Exercise »
How many lines of the listing below contain the word "dark"? Reply with the number alone.

»»

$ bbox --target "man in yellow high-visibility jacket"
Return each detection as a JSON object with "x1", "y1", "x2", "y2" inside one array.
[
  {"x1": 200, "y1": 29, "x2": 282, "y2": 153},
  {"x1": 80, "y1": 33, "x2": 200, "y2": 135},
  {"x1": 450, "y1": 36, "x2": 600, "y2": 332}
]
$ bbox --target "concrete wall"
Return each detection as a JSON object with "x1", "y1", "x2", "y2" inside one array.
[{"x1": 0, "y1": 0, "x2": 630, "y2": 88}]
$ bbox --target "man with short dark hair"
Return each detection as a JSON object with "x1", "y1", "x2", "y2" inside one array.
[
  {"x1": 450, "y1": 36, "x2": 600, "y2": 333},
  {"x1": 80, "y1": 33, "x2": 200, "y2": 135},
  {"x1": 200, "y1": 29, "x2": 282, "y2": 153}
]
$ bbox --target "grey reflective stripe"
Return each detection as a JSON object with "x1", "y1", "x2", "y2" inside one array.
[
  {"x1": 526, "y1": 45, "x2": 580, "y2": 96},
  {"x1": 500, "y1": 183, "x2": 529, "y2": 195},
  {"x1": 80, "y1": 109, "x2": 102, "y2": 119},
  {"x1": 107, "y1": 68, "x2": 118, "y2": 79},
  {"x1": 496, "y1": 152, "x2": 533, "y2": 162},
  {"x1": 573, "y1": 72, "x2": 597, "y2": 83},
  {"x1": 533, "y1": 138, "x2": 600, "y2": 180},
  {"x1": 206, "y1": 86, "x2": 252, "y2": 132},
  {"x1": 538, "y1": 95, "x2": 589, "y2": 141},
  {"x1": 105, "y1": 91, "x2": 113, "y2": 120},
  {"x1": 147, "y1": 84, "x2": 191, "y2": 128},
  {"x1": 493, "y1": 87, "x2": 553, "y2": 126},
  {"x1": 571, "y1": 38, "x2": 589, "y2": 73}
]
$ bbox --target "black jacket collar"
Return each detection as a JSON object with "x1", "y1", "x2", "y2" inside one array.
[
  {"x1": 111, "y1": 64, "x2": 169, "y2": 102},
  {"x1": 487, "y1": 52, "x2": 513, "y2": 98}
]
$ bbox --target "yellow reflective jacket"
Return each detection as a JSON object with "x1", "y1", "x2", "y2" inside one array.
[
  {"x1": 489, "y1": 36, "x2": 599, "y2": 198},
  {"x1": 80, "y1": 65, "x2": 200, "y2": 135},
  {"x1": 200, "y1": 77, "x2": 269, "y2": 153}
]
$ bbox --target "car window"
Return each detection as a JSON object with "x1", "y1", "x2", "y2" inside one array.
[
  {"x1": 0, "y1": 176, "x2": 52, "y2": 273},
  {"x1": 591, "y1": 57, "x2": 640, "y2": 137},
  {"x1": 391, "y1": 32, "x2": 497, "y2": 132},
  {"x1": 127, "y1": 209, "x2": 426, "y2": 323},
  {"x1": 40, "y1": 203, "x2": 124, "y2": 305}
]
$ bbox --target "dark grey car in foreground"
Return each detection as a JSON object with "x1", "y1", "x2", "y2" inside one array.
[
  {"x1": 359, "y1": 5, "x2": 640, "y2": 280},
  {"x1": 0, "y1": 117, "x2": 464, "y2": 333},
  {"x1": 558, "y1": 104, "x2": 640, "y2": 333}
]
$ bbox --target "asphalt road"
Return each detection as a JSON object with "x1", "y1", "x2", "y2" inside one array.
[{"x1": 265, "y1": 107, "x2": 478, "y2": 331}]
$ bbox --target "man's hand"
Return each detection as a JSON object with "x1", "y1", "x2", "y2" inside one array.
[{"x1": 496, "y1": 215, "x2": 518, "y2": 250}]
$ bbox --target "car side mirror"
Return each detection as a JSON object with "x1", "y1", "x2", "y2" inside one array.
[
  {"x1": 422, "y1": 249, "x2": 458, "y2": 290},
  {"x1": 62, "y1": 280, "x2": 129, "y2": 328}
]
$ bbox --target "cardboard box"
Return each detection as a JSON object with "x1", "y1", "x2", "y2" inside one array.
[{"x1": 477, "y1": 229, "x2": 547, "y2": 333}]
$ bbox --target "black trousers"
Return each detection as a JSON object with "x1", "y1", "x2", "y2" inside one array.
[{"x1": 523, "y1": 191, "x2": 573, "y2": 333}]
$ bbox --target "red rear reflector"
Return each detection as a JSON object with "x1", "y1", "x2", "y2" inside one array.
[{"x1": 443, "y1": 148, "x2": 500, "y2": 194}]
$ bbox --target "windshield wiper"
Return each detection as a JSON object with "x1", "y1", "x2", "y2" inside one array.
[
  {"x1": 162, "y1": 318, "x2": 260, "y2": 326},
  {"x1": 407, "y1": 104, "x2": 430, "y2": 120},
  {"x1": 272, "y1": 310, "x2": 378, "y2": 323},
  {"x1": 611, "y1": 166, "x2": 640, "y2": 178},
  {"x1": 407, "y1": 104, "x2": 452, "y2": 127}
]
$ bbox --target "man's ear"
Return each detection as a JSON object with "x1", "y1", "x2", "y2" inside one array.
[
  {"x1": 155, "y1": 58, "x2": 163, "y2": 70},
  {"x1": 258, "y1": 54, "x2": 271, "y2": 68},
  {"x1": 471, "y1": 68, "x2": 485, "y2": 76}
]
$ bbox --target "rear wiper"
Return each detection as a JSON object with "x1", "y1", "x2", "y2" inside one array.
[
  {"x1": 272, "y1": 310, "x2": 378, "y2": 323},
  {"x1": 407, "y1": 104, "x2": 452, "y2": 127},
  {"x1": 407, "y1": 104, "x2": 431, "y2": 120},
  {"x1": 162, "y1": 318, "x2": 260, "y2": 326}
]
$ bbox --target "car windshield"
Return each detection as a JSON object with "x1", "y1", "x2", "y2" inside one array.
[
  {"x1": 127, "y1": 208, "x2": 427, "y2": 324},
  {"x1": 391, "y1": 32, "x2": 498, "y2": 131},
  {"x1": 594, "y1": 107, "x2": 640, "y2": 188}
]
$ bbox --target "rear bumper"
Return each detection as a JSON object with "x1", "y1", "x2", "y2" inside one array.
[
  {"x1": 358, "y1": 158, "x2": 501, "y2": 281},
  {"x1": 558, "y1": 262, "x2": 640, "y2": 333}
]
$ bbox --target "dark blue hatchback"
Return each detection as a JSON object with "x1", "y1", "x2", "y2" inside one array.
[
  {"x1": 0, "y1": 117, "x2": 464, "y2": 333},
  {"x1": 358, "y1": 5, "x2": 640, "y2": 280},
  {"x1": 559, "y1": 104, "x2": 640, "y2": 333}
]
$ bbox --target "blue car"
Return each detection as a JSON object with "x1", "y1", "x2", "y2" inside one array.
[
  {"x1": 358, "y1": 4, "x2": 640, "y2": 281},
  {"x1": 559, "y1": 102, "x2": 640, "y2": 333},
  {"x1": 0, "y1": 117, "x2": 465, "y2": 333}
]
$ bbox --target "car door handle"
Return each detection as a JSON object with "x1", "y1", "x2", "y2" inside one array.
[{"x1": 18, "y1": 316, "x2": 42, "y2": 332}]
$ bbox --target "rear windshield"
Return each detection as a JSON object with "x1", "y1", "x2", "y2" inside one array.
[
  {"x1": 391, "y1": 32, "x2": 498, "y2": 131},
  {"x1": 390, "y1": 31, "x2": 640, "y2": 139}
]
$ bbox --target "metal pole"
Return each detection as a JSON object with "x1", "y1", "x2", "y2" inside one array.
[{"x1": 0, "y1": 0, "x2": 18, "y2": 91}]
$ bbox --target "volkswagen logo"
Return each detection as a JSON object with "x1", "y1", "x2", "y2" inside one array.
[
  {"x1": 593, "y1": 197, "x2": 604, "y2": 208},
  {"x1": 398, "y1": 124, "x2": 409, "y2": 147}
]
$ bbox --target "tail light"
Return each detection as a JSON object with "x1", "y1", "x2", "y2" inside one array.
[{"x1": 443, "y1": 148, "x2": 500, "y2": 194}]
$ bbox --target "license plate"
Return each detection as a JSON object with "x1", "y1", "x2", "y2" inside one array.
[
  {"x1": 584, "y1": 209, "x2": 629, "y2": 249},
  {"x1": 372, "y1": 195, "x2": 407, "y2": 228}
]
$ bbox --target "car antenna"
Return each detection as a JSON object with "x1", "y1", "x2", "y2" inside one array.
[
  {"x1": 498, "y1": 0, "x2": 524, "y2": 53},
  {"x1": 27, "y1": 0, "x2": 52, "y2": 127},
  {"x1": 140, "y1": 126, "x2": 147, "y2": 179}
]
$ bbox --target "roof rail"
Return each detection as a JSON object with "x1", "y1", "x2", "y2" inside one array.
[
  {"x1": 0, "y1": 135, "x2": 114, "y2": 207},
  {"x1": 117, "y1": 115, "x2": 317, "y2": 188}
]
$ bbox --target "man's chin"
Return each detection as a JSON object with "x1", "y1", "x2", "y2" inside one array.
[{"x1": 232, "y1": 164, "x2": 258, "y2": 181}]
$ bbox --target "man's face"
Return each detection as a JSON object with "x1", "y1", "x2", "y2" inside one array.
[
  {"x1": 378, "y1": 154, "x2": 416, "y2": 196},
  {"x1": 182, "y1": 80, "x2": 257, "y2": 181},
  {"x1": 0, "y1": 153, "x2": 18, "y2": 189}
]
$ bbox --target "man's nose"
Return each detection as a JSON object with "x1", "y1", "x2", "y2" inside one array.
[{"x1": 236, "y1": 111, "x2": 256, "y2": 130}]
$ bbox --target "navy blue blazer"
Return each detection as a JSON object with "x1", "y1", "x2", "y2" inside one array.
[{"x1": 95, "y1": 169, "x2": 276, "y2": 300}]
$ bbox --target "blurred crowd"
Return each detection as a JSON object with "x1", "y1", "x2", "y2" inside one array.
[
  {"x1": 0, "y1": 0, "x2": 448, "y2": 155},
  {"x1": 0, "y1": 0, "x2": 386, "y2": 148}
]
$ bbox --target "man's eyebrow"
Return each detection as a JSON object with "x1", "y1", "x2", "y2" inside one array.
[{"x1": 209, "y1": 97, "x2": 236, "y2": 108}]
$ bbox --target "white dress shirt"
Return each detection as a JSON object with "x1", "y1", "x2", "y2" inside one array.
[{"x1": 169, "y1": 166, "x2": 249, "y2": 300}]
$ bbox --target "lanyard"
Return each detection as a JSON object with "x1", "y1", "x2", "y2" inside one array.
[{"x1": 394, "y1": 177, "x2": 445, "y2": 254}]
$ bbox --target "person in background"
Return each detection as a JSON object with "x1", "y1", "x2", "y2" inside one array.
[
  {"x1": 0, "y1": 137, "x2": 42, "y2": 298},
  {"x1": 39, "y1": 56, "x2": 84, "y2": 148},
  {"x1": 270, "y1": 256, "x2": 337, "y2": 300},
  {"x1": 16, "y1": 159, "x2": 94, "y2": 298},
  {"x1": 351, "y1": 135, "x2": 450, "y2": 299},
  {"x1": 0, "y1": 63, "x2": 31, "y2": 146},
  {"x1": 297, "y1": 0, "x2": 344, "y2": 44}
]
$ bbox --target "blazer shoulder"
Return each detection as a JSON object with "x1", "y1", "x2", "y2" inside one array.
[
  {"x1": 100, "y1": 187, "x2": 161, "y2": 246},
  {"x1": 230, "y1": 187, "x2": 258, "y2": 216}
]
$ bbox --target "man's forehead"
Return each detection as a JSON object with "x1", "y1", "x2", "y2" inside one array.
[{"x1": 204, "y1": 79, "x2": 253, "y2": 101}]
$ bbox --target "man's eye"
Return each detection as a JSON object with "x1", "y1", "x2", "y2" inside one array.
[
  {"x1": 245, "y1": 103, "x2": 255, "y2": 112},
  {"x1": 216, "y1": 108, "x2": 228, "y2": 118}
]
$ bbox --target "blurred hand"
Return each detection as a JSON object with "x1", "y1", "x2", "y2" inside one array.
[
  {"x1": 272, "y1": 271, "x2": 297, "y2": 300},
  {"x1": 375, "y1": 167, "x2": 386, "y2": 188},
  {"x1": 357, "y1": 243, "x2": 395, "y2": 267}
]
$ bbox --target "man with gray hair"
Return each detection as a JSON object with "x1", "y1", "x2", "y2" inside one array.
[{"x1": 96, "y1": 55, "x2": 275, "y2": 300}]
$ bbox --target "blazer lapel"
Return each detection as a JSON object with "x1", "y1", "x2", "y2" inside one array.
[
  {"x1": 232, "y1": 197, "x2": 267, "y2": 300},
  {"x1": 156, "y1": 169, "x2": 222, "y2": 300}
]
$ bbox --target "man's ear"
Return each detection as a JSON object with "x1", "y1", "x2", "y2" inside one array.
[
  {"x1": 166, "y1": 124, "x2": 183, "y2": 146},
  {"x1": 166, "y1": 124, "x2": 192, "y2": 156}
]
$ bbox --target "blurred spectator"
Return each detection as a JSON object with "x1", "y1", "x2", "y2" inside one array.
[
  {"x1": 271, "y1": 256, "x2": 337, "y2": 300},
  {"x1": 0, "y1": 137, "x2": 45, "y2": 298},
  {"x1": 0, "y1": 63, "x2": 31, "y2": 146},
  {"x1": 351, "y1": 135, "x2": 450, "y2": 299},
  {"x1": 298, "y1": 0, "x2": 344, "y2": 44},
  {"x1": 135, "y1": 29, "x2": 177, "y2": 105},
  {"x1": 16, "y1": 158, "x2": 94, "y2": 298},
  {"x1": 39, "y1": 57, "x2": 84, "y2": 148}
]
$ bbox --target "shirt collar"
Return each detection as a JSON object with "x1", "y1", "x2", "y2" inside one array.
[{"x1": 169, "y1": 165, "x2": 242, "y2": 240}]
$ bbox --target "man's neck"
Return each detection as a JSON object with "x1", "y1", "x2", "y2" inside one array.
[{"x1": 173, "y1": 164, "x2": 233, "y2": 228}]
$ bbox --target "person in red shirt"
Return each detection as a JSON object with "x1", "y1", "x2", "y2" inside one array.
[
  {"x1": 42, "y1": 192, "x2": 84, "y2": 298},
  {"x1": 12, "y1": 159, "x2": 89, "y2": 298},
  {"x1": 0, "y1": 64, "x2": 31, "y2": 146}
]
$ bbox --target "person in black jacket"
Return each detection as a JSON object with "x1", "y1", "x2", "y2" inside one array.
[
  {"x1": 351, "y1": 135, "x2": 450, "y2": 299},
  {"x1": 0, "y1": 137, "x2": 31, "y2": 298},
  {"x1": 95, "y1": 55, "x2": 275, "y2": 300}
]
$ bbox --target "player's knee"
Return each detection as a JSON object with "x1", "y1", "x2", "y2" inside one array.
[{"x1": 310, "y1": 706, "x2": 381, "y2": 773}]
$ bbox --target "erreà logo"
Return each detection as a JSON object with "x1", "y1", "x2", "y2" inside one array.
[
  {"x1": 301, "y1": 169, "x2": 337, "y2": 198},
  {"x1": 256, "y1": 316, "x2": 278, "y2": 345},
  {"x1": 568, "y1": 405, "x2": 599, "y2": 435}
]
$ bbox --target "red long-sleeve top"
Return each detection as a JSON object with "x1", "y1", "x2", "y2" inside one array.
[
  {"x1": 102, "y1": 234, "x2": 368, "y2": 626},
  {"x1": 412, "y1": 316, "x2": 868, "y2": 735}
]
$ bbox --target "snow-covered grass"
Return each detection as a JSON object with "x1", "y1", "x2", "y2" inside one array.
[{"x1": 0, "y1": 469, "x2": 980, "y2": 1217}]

««

Solution »
3